* [REQUIRED TASK]
Render the whole listing below as a numbered list without the blank lines. Leave the pictures out of your answer.

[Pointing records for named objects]
────────────────────────────────────────

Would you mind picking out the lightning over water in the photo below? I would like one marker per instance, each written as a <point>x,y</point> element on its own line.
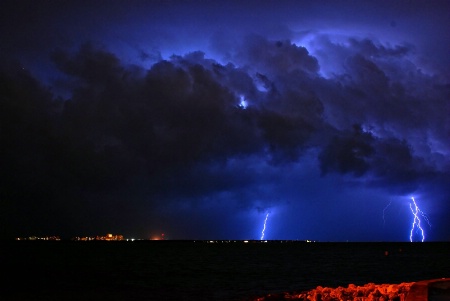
<point>264,228</point>
<point>384,210</point>
<point>417,213</point>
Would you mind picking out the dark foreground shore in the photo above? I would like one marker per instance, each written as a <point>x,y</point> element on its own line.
<point>189,270</point>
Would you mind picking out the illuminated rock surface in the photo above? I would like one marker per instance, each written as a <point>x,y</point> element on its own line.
<point>367,292</point>
<point>427,290</point>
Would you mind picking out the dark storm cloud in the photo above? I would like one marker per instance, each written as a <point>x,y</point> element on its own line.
<point>114,134</point>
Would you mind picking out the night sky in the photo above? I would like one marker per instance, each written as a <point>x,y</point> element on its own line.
<point>196,119</point>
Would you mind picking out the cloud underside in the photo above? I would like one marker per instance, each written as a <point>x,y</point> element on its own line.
<point>179,131</point>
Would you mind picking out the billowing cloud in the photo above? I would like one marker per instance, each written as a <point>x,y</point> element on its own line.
<point>261,124</point>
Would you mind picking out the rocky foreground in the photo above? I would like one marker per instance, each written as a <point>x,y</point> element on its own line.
<point>367,292</point>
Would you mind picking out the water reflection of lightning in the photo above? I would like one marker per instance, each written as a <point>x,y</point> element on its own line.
<point>264,228</point>
<point>417,213</point>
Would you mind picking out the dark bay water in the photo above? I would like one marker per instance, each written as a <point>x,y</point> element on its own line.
<point>185,270</point>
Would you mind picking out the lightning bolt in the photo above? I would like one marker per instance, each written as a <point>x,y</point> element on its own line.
<point>384,210</point>
<point>417,213</point>
<point>264,228</point>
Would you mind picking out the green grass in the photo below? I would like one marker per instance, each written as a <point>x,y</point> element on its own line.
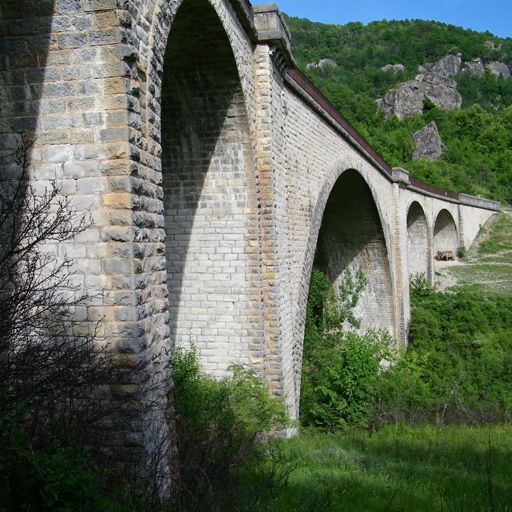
<point>414,469</point>
<point>488,266</point>
<point>401,469</point>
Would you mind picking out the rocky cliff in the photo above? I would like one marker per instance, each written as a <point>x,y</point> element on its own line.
<point>407,98</point>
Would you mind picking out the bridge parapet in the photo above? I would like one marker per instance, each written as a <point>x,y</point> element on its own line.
<point>272,29</point>
<point>479,202</point>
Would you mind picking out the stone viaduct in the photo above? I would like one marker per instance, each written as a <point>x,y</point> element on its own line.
<point>212,169</point>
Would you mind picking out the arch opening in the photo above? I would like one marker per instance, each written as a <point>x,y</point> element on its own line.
<point>210,207</point>
<point>351,238</point>
<point>445,233</point>
<point>418,260</point>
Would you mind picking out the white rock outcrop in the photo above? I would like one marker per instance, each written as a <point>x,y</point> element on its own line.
<point>428,143</point>
<point>406,99</point>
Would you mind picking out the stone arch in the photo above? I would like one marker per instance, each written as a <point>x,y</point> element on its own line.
<point>446,237</point>
<point>351,237</point>
<point>418,260</point>
<point>345,187</point>
<point>210,193</point>
<point>151,54</point>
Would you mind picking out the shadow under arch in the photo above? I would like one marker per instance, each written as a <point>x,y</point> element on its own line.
<point>351,238</point>
<point>418,258</point>
<point>210,193</point>
<point>347,221</point>
<point>446,237</point>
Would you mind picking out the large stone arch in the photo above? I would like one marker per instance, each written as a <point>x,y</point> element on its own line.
<point>418,254</point>
<point>210,194</point>
<point>351,237</point>
<point>446,237</point>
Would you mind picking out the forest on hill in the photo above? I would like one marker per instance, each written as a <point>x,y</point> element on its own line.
<point>477,158</point>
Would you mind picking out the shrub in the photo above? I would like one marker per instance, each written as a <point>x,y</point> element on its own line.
<point>224,465</point>
<point>340,369</point>
<point>458,367</point>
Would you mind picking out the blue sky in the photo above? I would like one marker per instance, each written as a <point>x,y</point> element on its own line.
<point>481,15</point>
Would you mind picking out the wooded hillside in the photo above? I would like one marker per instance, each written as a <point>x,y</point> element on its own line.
<point>477,158</point>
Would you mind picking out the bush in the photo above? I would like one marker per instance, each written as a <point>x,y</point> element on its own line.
<point>340,369</point>
<point>224,465</point>
<point>458,367</point>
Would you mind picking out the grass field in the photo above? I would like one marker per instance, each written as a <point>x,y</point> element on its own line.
<point>421,469</point>
<point>488,265</point>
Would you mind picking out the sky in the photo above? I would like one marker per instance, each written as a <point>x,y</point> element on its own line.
<point>494,16</point>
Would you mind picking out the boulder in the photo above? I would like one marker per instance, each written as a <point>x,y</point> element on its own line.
<point>406,99</point>
<point>428,143</point>
<point>498,68</point>
<point>474,67</point>
<point>395,67</point>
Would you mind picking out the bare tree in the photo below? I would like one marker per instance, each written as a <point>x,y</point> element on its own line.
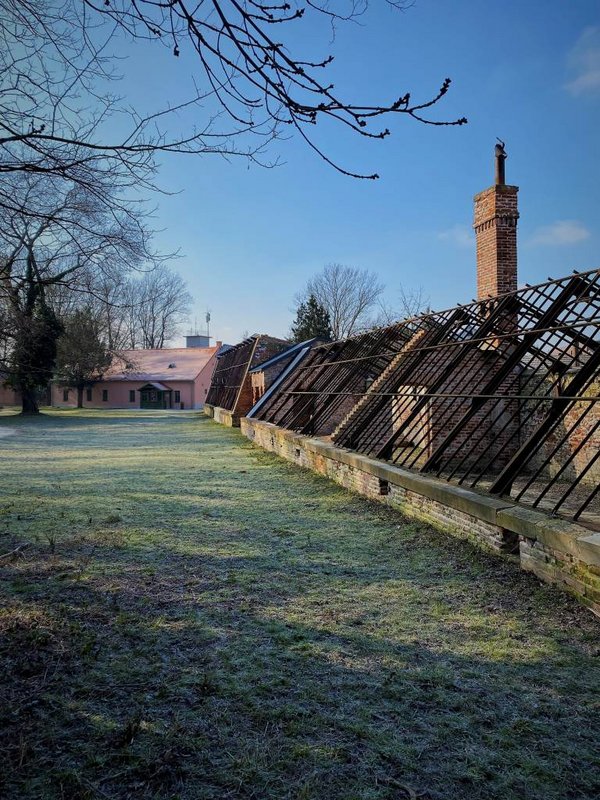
<point>161,305</point>
<point>57,114</point>
<point>411,302</point>
<point>348,294</point>
<point>74,234</point>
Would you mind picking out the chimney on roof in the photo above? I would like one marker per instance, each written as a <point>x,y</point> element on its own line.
<point>197,340</point>
<point>495,224</point>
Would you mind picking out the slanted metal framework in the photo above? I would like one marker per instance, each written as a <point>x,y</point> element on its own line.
<point>230,374</point>
<point>501,395</point>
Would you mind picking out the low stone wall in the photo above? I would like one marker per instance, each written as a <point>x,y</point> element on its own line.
<point>222,415</point>
<point>557,551</point>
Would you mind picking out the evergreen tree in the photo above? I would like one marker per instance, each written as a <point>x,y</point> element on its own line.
<point>82,357</point>
<point>312,319</point>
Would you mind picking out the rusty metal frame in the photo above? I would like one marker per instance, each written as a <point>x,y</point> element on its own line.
<point>500,395</point>
<point>230,373</point>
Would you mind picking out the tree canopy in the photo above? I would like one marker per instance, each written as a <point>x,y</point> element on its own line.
<point>312,319</point>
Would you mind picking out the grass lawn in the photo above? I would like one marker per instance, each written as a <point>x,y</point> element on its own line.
<point>195,618</point>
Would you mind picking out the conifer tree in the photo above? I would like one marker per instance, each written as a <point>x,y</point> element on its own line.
<point>312,319</point>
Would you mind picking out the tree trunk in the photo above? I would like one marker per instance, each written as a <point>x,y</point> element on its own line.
<point>29,404</point>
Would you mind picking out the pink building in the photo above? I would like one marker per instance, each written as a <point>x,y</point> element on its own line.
<point>169,378</point>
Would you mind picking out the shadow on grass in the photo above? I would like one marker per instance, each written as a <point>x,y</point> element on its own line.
<point>216,678</point>
<point>232,627</point>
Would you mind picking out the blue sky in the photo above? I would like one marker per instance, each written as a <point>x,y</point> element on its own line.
<point>527,71</point>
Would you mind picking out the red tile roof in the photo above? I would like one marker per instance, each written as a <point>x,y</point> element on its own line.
<point>149,365</point>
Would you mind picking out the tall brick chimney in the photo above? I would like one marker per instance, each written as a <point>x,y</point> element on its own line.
<point>495,226</point>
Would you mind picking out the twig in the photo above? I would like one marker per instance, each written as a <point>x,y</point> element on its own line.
<point>17,551</point>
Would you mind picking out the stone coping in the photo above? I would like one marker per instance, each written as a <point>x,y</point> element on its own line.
<point>553,532</point>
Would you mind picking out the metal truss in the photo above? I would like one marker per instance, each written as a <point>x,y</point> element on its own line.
<point>500,394</point>
<point>230,374</point>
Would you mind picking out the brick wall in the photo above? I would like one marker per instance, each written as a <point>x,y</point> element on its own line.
<point>558,552</point>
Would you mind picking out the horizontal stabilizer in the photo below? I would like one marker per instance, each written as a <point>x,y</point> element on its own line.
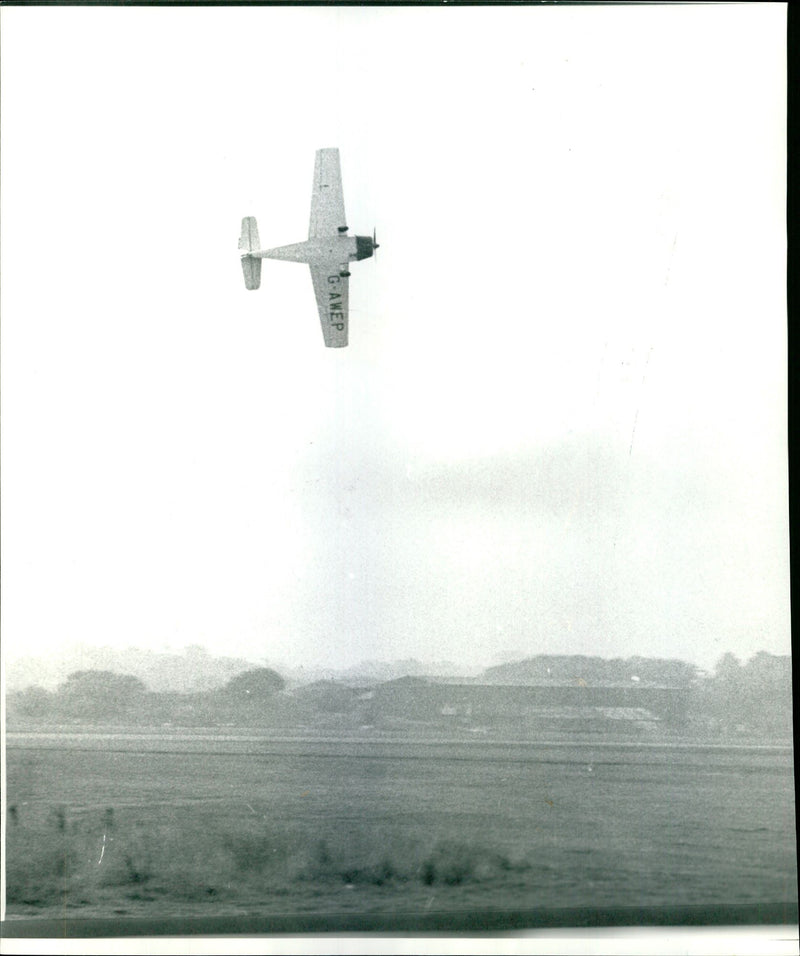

────────────────────────────────────────

* [REPLY]
1. Would you mind picking out the lightning over water in the photo below? I would like one marker per instance, each written as a <point>x,y</point> element on its own line.
2. <point>264,228</point>
3. <point>384,210</point>
4. <point>417,213</point>
5. Would you mind picking out the dark foreground shore in the photo above? I would like one marker per instance, each written as a <point>x,y</point> element on its own line.
6. <point>189,270</point>
7. Would you mind picking out the illuminated rock surface in the photo above? I would like one marker per instance, each written as a <point>x,y</point> element on its own line.
8. <point>367,292</point>
9. <point>427,290</point>
10. Would you mind picking out the dark storm cloud in the photo above? I would like one marker per instance, each written as a <point>x,y</point> element on its own line.
11. <point>114,134</point>
12. Would you mind picking out the night sky in the photo above? I would like one marker per instance, each written as a <point>x,y</point> element on its own line.
13. <point>196,119</point>
14. Would you mind picking out the cloud underside in the photo above? I would like one marker per instance, each written as a <point>x,y</point> element on its own line.
15. <point>179,131</point>
16. Would you mind picking out the billowing cloud in the photo above? I would like one marker per instance, each written as a <point>x,y</point> element on its own line.
17. <point>261,124</point>
18. Would you mind picking out the rocky foreground in the photo above? I would like one marker per instance, each written as a <point>x,y</point> element on its own line.
19. <point>367,292</point>
20. Would you mind picking out the water reflection of lightning in the photo above? I would like one marker per instance, each written as a <point>x,y</point> element on its own line.
21. <point>264,228</point>
22. <point>417,213</point>
23. Would you mind picking out the dark bay water in the photo above? I would like one marker per instance, each written as a <point>x,y</point> element on its own line.
24. <point>185,270</point>
25. Would you mind picking out the lightning bolt in the photo above? I would like one marker per instance, each written as a <point>x,y</point> element on its own line.
26. <point>384,210</point>
27. <point>417,213</point>
28. <point>264,228</point>
29. Would you mind picking out the green grass in the photo below? I would like one marker per instance, each written as a <point>x,y</point> element on its own line.
30. <point>414,469</point>
31. <point>488,266</point>
32. <point>401,469</point>
33. Would you mind picking out the rocky cliff in the photo above? I would like one marker per instance, each written as a <point>x,y</point> element on its own line.
34. <point>407,98</point>
35. Would you mind picking out the bridge parapet in the photo above? I would like one marker per instance, each written as a <point>x,y</point> element on its own line.
36. <point>272,29</point>
37. <point>479,202</point>
38. Would you mind picking out the stone viaduct in the photo above? I would like one marker per instance, each written as a <point>x,y</point> element on its own line.
39. <point>212,169</point>
40. Would you mind picking out the arch opening in the photo above? I would like one marker per instance, each written as a <point>x,y</point> element on its own line.
41. <point>210,207</point>
42. <point>351,238</point>
43. <point>445,233</point>
44. <point>418,260</point>
45. Would you mind picking out the white rock outcrop in the photo above? I would like one marker per instance, each written as a <point>x,y</point> element on its own line.
46. <point>428,143</point>
47. <point>406,99</point>
48. Would you mind picking out the stone arch in the photo above? I would like one marker per instance, each written as a <point>x,y</point> element on its own line.
49. <point>446,237</point>
50. <point>351,237</point>
51. <point>418,260</point>
52. <point>345,187</point>
53. <point>210,193</point>
54. <point>151,54</point>
55. Would you mind picking out the shadow under arch in the photo above? I would like one marker per instance, each written as a <point>x,y</point> element on its own line.
56. <point>351,238</point>
57. <point>418,258</point>
58. <point>210,193</point>
59. <point>347,221</point>
60. <point>446,237</point>
61. Would you mind picking out the large stone arch in the photo above? I would like one marker per instance, each written as a <point>x,y</point> element on its own line.
62. <point>418,254</point>
63. <point>210,194</point>
64. <point>351,237</point>
65. <point>446,237</point>
66. Would you mind picking out the forest on hill in the photo above? I would like one marker per instance, each written as a <point>x,y</point> element on its own line.
67. <point>477,158</point>
68. Would you mind picking out the shrub in the photo above? I would like one marker per instance, each written as a <point>x,y</point> element on its own line.
69. <point>224,465</point>
70. <point>340,369</point>
71. <point>458,367</point>
72. Would you mind picking out the blue sky in the photo above? I would like one marker per instance, each written as a <point>x,y</point> element on its own line.
73. <point>481,15</point>
74. Would you mind picking out the wooded hillside in the photo above? I would like one marker per instance, each written as a <point>x,y</point> element on its own line.
75. <point>477,158</point>
76. Would you mind picking out the bush in the photo above? I would like one marker per instance, each written as a <point>x,y</point> element on its own line.
77. <point>340,369</point>
78. <point>224,465</point>
79. <point>458,367</point>
80. Would you mind picking out the grass field in the photo above? I would like one marker per instance, each written as a <point>x,y</point> element on its own line.
81. <point>421,469</point>
82. <point>488,265</point>
83. Would you mind picking out the sky in the photo above? I would like one marker per instance, each written as a <point>x,y</point> element on its own line.
84. <point>494,16</point>
85. Would you mind picking out the boulder in the photo above? I would like one marker per instance, each written as a <point>x,y</point> element on its own line.
86. <point>406,99</point>
87. <point>428,143</point>
88. <point>498,68</point>
89. <point>474,67</point>
90. <point>395,67</point>
91. Would you mind picking out the bare tree in the photo below? I would like one marker per instance, each written as a <point>x,y</point> element on its own line.
92. <point>161,305</point>
93. <point>57,114</point>
94. <point>411,302</point>
95. <point>348,294</point>
96. <point>74,234</point>
97. Would you mind picking out the chimney on roof in the photo above? I would like one marker per instance, each written as a <point>x,y</point> element on its own line.
98. <point>197,340</point>
99. <point>495,224</point>
100. Would you mind picking out the slanted metal framework in the photo above? I would like one marker per instance, each written as a <point>x,y</point> element on its own line.
101. <point>230,374</point>
102. <point>501,395</point>
103. Would you mind picking out the low stone wall in the photo above? I would like one marker per instance, each written as a <point>x,y</point> element on its own line.
104. <point>222,415</point>
105. <point>557,551</point>
106. Would you mind picking out the evergreen tree in the photo above? I would like one marker per instance, each written as a <point>x,y</point> element on its own line.
107. <point>82,357</point>
108. <point>312,319</point>
109. Would you mind picking out the rusty metal frame in the photo above? I would like one marker per instance, each written as a <point>x,y</point> element on its own line.
110. <point>500,395</point>
111. <point>230,373</point>
112. Would you mind picking out the tree canopy in the photo above? I would like one marker per instance, each written as a <point>x,y</point> element on its own line.
113. <point>312,319</point>
114. Would you mind picking out the grass lawn in the photo above? I would like one marker per instance, each written as a <point>x,y</point> element on its own line.
115. <point>195,618</point>
116. Would you mind picking out the conifer tree in the photo above? I would like one marker per instance, each written as a <point>x,y</point> element on its own line.
117. <point>312,319</point>
118. Would you mind picking out the tree trunk in the photo above? I would like one marker per instance, each written as a <point>x,y</point> element on its own line.
119. <point>29,404</point>
120. Would you mind picking out the pink building in the photo above? I would like one marker per instance, each written as a <point>x,y</point> element on its own line.
121. <point>169,378</point>
122. Would you mind picking out the shadow on grass in the photo above? I would like one marker per instance, each written as a <point>x,y</point> element on its own line.
123. <point>216,678</point>
124. <point>232,627</point>
125. Would you mind picking out the blue sky in the photo above? I would like one marker per instance, each written as a <point>x,y</point> element on its own line.
126. <point>527,71</point>
127. Would you mind picking out the red tile roof in the photo above? I would like one marker per instance, each written as a <point>x,y</point> element on its own line.
128. <point>149,365</point>
129. Would you mind picking out the tall brick chimney in the photo above? I would like one marker per instance, each written as a <point>x,y</point> element on its own line.
130. <point>495,226</point>
131. Would you mind picking out the twig in the photo above? I would like one marker per instance, each written as a <point>x,y</point> element on its own line.
132. <point>17,551</point>
133. Would you mind picking out the stone coping in the photo above? I would like one marker per instance, each written as a <point>x,y</point> element on its own line.
134. <point>553,532</point>
135. Would you mind picking out the metal truss in the photo above? I would like one marker per instance, each written as a <point>x,y</point> element on its own line.
136. <point>500,394</point>
137. <point>230,374</point>
138. Would you mind picking out the brick wall in the photo above? I would like one marker per instance, each written as a <point>x,y</point> element on its own line.
139. <point>558,552</point>
140. Would you mind picking out the horizontal stabilizer in the photo below? I would like one marker per instance, each written as a <point>x,y</point> element on its own line.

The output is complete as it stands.